● Description of the task
Word for word, quote all of the material, omitting the pictures.

● Point annotations for photos
Begin

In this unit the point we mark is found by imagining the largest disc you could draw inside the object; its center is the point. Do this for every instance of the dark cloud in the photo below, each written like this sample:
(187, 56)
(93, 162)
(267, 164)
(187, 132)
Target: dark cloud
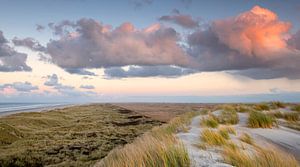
(185, 21)
(52, 80)
(10, 59)
(40, 28)
(29, 43)
(93, 45)
(87, 87)
(80, 71)
(147, 71)
(20, 86)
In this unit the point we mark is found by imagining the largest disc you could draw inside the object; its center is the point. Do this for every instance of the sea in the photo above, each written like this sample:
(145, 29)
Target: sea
(6, 108)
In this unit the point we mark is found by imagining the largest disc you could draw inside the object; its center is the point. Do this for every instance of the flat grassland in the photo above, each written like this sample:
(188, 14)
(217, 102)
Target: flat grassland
(71, 136)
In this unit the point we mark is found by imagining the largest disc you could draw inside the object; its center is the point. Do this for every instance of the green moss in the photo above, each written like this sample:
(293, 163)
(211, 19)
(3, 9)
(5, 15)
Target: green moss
(74, 136)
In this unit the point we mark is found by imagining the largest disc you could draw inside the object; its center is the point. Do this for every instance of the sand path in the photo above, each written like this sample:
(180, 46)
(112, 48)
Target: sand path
(286, 138)
(199, 157)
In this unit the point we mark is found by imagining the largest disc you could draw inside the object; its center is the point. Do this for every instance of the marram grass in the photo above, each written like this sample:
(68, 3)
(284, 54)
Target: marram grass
(158, 148)
(271, 157)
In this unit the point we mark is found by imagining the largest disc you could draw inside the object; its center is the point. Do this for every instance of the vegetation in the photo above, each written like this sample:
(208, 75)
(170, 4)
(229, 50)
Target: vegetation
(242, 108)
(289, 116)
(260, 120)
(210, 121)
(296, 108)
(246, 138)
(260, 158)
(228, 129)
(213, 138)
(74, 136)
(158, 148)
(228, 117)
(262, 106)
(277, 104)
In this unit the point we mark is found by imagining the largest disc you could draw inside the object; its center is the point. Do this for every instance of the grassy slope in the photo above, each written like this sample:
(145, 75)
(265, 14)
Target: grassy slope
(72, 136)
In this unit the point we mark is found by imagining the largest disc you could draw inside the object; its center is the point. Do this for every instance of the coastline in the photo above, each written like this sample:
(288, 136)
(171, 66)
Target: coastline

End

● Written solution
In this unit the point we mark is found by imagining the largest disc you could draw inside the object; its center is the point. Do this for every instance of the dark cloud in the photo below, each written like this sample:
(187, 56)
(93, 162)
(267, 164)
(187, 132)
Target: dark cloud
(185, 21)
(52, 80)
(10, 59)
(40, 28)
(29, 43)
(93, 45)
(87, 87)
(80, 71)
(147, 71)
(20, 86)
In this unit the point we mark is found by imagining the largest disc you could draw inside the object; its center is the point. Do this for every instance of the sea in the photo above, each written like this sample:
(145, 29)
Target: sea
(6, 108)
In this unit the point we mark is found by imagining the largest disc you could draw inside the object; its center is the point. Do this for every instance of the flat grassland in the photo above, each written like this sample:
(188, 14)
(217, 102)
Target: flat grassland
(71, 136)
In this unit the point we mark is found by imagining the largest disc you could draw inside the object; its center is the point. Do this for every instance of the green moss in the photo above, each written like this sample:
(293, 163)
(211, 19)
(3, 9)
(5, 15)
Target: green moss
(74, 136)
In this unit the point we mark is found by imagining the largest disc you could draw inside the object; its center is the point. Do this for every instance of the sand path in the photo above, each written like this sample:
(180, 46)
(112, 48)
Target: sand path
(286, 138)
(199, 157)
In this unit the point we mark is found by imagining the largest disc you could draw inside the object; its center is the point. Do this for every instance of the marram grass in the photo above, each written like this sample:
(68, 3)
(284, 54)
Target: marram grass
(158, 148)
(271, 157)
In this unit the point we mark is found by imagining the largest disc you could draw inside the object; its center is the point. Do this for every instance of the vegetation in the photo above, each written like this sample:
(208, 75)
(170, 4)
(229, 50)
Target: vegetation
(242, 108)
(289, 116)
(260, 120)
(210, 121)
(296, 108)
(246, 138)
(260, 158)
(228, 129)
(213, 138)
(74, 136)
(158, 148)
(228, 117)
(262, 106)
(277, 104)
In this unit the point we mark is found by imagining the largest disc you could draw inside the object; its center is the point. Do this for every instance of the grassy slope in the photo above, each written like this sample:
(145, 75)
(265, 14)
Target: grassy slope
(72, 136)
In this unit the point we mark is found by imagining the largest disc you could draw inside the object; its center is the point. Do this for every instance of the coastline in the photo above, each written like this sample:
(288, 136)
(171, 66)
Target: coastline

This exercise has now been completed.